== TEXTO PARA LEER
Otros caminan en círculo,
Añoran el regreso a la casa paterna
Y esperan a la amiga de otros tiempos.
Mi camino, en cambio, no es ni recto, ni curvo,
Llevo conmigo el infortunio.
Voy hacia nunca, hacia ninguna parte,
Como un tren sobre un abismo
.

ANNA AJMÁTOVA, El instante maravilloso.

Índice

Todo lo que acontece se desborda

Contra toda esta prisa

Aún no es demasiado tarde

Los sueños de otra vida

Lejana patria perdida

Desobedecer el lenguaje

Final – ¿Preferir no hacerlo?

I

Todo lo que acontece se desborda

Pero el ansia de repetirnos
instaura las verdades.
Toda verdad repite lo inefable,
toda idea desmiente lo-que-ocurre.
Pero las construimos
por miedo a contemplar la enorme trama
de aquello que acontece en cada instante:
todo lo que acontece se desborda
y no estamos seguros del refugio
.

CHANTAL MAILLARD, Matar a Platón.

La escena se repite, es constante y vertiginosa, se ha vuelto habitual y no por ello menos extraña y angustiante: la prisa con la que el mundo convoca a los individuos para una existencia en apariencia dichosa, la celeridad y la docilidad con que parece acatarse tal invocación, la velocidad con que los principios enunciados mutan o desaparecen, y el tendal de abandonados y sin refugio que ven pasar sus vidas como si se tratara de un mal sueño, acechados por una persistente hostilidad contra todo desfallecimiento.
====
== DATOS MOSTRADOS
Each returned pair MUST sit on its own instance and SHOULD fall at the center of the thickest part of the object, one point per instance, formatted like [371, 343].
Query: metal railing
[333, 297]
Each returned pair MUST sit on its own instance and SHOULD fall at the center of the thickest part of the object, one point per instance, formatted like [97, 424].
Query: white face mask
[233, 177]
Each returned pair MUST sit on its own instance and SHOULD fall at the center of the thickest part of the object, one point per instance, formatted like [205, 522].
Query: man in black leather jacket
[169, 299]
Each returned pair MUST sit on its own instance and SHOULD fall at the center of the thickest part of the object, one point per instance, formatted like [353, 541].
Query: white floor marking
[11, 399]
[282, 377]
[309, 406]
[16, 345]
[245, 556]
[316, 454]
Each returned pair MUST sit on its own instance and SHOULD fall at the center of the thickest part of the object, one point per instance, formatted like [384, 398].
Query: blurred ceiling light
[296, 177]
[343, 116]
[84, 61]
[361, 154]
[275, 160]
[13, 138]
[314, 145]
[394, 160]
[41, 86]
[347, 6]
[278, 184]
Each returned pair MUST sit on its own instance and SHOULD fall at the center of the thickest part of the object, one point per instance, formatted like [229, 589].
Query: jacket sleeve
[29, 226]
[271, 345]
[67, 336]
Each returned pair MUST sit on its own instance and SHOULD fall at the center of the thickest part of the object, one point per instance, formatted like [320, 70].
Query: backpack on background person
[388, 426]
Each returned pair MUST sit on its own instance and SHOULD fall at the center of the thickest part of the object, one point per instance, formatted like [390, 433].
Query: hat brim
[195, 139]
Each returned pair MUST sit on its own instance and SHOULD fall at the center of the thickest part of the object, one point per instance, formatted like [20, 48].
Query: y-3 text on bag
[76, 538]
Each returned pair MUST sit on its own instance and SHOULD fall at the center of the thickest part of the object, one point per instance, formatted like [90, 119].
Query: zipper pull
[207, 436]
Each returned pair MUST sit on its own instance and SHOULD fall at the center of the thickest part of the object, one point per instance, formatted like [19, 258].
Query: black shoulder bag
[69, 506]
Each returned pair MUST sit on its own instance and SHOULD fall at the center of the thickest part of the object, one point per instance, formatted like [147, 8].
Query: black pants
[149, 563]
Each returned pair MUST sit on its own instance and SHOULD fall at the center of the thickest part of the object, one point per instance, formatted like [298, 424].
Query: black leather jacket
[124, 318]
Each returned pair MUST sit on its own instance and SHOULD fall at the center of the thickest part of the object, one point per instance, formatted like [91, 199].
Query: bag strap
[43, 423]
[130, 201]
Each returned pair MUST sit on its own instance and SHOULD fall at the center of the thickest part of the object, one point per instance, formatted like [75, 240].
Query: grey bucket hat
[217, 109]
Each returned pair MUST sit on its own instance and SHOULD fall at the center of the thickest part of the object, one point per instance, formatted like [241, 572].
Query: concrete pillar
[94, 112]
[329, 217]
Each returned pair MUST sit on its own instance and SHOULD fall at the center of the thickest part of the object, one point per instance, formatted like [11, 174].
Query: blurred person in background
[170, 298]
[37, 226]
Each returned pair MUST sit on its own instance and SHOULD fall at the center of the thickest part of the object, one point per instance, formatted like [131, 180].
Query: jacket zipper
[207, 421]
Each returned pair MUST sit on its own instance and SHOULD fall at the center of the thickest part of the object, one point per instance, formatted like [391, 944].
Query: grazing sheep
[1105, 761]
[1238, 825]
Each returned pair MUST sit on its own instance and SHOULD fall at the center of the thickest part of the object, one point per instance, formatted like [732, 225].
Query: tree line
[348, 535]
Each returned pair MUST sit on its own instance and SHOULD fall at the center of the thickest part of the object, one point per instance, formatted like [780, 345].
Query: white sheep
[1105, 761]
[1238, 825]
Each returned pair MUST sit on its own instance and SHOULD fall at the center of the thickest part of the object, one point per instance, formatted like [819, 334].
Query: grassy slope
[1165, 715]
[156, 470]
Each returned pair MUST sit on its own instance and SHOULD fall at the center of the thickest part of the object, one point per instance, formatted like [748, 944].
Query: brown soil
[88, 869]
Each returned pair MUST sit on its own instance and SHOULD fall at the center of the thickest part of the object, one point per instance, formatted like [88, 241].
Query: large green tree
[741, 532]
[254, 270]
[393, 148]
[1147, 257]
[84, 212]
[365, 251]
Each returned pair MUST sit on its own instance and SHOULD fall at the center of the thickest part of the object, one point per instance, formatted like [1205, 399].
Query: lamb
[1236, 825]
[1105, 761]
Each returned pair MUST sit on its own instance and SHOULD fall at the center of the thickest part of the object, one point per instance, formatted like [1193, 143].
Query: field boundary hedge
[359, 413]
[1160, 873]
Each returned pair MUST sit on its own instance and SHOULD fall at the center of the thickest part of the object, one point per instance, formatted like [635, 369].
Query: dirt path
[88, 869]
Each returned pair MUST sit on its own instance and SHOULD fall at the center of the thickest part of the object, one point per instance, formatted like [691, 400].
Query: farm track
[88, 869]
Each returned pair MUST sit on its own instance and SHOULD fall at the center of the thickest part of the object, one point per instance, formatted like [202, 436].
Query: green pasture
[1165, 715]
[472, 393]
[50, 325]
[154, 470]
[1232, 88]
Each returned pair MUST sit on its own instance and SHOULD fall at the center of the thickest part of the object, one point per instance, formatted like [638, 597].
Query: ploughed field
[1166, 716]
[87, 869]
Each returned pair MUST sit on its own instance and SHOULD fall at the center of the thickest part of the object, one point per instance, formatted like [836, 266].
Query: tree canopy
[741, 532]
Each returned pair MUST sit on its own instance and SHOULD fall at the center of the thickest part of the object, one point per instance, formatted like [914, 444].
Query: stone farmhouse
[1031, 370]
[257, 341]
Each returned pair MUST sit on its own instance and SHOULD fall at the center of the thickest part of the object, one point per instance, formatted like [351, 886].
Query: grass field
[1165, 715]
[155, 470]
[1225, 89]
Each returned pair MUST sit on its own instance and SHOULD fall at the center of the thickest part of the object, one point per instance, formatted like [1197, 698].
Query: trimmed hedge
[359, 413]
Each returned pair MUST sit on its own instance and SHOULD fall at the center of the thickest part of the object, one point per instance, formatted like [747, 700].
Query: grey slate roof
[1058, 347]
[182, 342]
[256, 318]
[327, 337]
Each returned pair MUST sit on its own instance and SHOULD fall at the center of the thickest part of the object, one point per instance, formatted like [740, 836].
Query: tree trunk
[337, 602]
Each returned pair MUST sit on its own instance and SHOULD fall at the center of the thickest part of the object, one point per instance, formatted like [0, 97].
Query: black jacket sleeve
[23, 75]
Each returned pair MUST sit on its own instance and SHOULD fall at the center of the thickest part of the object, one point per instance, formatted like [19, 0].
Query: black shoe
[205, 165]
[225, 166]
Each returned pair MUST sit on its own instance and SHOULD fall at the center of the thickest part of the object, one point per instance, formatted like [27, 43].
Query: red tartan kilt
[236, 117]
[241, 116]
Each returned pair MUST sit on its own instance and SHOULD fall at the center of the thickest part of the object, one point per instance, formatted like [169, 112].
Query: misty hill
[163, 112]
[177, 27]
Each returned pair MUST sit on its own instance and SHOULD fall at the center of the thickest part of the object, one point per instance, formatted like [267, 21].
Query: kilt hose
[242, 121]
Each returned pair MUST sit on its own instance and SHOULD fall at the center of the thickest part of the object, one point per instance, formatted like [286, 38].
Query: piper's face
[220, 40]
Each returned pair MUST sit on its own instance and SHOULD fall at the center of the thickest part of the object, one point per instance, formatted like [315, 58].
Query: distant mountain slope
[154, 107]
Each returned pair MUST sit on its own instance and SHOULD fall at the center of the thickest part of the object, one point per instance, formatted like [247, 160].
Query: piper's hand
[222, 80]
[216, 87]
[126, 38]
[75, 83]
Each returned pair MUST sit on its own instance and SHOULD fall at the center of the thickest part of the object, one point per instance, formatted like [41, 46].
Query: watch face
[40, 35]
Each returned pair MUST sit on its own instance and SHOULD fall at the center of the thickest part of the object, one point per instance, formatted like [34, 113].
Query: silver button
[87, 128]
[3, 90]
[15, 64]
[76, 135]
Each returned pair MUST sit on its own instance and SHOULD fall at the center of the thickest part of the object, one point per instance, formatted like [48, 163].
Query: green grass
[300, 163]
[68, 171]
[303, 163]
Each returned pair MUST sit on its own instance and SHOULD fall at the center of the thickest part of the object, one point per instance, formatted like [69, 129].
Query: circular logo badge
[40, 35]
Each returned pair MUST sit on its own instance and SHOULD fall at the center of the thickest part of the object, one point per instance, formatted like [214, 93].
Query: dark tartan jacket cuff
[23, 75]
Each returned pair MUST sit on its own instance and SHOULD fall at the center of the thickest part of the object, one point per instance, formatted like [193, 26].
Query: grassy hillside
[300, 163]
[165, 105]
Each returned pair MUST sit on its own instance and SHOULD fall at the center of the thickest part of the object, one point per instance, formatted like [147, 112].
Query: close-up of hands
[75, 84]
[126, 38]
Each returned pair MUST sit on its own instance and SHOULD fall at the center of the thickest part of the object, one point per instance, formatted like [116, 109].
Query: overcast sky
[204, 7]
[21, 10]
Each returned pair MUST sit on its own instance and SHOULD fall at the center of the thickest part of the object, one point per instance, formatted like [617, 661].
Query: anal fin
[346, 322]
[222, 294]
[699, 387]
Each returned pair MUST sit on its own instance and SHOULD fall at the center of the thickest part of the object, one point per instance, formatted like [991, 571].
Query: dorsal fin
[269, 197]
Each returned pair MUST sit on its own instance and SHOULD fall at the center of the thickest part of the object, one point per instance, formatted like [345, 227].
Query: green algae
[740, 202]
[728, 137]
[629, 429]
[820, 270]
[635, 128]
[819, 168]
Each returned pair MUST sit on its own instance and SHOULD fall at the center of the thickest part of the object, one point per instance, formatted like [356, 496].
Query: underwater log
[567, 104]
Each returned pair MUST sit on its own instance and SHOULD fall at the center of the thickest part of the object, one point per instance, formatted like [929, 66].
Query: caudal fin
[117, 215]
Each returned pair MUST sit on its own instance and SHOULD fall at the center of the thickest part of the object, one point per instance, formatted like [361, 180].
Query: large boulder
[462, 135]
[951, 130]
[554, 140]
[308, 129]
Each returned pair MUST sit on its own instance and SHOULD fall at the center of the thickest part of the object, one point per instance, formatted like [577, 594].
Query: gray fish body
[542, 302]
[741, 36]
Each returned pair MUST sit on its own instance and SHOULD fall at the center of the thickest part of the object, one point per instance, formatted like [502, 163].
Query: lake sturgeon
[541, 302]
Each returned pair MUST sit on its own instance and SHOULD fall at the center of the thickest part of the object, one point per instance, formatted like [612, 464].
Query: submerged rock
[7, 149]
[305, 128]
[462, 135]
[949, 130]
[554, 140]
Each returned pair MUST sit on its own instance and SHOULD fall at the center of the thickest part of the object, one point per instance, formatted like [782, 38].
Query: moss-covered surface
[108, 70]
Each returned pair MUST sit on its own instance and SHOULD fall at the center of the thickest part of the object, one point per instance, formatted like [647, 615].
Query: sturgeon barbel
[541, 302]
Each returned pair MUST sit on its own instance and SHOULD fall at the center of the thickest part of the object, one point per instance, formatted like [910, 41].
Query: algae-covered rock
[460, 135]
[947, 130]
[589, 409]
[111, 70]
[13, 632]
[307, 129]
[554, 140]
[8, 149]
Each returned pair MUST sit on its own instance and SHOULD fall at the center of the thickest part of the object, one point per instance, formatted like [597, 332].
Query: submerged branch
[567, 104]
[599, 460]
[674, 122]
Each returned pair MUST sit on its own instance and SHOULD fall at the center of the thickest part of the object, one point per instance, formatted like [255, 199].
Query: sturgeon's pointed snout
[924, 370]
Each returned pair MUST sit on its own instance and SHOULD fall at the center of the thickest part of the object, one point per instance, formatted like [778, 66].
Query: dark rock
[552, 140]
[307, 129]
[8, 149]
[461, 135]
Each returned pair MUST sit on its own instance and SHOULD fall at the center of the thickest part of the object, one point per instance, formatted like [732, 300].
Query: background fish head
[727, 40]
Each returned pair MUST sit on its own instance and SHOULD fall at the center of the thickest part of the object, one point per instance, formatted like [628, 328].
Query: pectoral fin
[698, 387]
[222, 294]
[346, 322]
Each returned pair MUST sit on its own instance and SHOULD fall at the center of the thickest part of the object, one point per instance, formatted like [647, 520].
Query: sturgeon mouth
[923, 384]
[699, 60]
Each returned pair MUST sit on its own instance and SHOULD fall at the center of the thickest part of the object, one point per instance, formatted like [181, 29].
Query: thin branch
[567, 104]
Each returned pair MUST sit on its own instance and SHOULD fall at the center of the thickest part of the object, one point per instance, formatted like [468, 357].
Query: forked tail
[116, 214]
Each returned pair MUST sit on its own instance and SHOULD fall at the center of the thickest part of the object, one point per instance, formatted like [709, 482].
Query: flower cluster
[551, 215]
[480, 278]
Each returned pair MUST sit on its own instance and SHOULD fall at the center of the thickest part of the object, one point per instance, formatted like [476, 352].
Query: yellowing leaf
====
Escribe cada uno de los títulos que figuran en el índice del texto para leer.

__SOLUCIÓN__:
- Todo lo que acontece se desborda
- Contra toda esta prisa
- Aún no es demasiado tarde
- Los sueños de otra vida
- Lejana patria perdida
- Desobedecer el lenguaje
- Final – ¿Preferir no hacerlo?